GIVEN REQUEST: Tally the lines in the records below that contain the string "shako", treating case as significant, and reply with only the number.
╔══
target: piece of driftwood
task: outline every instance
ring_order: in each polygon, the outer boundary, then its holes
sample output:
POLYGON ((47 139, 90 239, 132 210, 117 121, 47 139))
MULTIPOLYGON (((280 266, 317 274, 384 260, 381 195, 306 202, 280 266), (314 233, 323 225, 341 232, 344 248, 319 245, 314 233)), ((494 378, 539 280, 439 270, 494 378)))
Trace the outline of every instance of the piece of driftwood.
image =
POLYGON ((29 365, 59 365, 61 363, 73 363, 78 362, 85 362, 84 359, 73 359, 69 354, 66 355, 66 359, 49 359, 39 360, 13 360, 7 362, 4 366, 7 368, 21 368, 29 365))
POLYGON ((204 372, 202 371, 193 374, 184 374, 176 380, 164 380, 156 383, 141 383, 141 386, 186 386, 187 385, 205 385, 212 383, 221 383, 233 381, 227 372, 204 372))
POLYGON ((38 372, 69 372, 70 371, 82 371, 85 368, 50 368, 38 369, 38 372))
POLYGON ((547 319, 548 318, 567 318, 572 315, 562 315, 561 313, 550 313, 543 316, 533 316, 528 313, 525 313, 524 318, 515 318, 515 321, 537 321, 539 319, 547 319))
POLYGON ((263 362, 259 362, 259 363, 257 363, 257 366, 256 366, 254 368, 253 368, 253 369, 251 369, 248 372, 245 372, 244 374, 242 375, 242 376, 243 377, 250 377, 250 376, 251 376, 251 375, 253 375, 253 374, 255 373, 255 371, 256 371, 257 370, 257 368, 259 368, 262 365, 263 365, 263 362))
╚══
╔══
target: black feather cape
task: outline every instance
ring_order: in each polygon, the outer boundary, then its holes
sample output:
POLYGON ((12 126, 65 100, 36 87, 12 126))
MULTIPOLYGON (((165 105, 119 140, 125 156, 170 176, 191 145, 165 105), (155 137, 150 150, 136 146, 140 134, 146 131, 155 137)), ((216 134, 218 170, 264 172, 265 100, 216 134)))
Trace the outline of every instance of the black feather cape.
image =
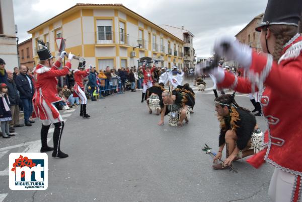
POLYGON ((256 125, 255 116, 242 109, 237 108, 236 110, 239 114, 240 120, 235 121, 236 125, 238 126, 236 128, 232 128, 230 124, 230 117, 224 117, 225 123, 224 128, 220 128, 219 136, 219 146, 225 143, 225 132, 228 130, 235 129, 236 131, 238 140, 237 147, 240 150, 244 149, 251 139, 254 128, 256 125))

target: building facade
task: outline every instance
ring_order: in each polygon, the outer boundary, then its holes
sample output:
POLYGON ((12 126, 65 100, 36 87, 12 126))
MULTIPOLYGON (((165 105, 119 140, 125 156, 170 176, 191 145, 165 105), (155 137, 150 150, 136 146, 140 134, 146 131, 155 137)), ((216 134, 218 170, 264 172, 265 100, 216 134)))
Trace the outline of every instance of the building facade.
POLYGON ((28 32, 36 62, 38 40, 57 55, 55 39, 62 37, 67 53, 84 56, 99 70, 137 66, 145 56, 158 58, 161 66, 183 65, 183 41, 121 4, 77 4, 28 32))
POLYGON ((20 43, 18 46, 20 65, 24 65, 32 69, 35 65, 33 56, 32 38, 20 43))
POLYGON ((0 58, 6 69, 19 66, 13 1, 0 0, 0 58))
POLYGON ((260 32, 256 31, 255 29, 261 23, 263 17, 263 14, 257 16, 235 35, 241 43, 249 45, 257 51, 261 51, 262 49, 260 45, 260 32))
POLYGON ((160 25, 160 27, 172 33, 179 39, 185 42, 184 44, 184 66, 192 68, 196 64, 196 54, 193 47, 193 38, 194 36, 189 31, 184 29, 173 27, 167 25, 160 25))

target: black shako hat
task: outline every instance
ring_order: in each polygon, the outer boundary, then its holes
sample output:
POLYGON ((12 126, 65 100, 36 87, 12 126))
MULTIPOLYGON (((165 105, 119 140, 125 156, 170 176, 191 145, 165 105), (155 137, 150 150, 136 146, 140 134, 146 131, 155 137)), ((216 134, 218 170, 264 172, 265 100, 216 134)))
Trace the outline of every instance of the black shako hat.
╚══
╔══
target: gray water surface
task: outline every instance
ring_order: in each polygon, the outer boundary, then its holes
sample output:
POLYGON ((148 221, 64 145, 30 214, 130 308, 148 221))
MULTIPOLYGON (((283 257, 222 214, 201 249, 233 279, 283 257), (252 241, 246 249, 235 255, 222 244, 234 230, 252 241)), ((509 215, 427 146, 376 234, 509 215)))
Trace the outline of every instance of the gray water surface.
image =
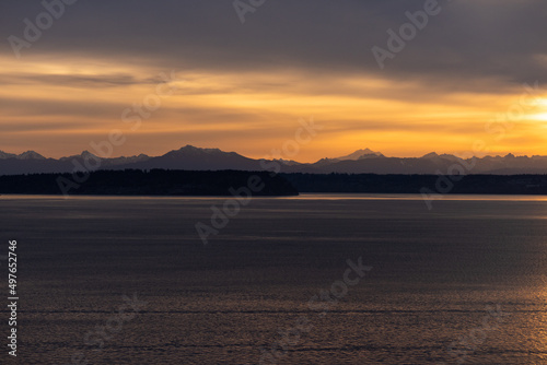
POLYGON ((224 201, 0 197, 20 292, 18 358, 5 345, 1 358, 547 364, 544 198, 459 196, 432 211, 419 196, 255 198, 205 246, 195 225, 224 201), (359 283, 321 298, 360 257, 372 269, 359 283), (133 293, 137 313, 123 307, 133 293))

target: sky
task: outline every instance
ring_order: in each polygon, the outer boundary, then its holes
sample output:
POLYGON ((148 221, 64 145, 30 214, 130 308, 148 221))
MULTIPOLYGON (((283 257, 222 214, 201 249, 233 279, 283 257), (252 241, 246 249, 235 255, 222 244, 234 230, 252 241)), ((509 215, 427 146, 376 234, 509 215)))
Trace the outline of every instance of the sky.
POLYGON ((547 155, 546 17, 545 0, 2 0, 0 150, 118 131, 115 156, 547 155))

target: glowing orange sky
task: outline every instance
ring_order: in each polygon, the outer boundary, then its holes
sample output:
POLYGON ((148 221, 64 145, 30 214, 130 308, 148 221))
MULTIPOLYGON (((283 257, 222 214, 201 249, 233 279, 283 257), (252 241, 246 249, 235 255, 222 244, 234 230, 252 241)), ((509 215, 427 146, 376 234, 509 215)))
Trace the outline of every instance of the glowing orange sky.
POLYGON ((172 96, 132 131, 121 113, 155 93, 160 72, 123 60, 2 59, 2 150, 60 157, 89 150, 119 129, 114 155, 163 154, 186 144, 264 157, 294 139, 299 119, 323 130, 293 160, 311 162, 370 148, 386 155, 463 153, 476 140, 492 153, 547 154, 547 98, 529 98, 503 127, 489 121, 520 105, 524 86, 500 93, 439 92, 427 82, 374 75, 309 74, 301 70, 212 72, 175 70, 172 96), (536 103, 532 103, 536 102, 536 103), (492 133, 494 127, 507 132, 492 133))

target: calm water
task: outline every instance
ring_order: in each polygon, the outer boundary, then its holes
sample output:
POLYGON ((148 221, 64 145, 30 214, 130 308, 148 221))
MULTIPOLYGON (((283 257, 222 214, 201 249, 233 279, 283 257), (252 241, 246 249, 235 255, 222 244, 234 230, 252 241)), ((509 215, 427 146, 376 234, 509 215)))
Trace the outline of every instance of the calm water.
╚══
TASK RESPONSE: 2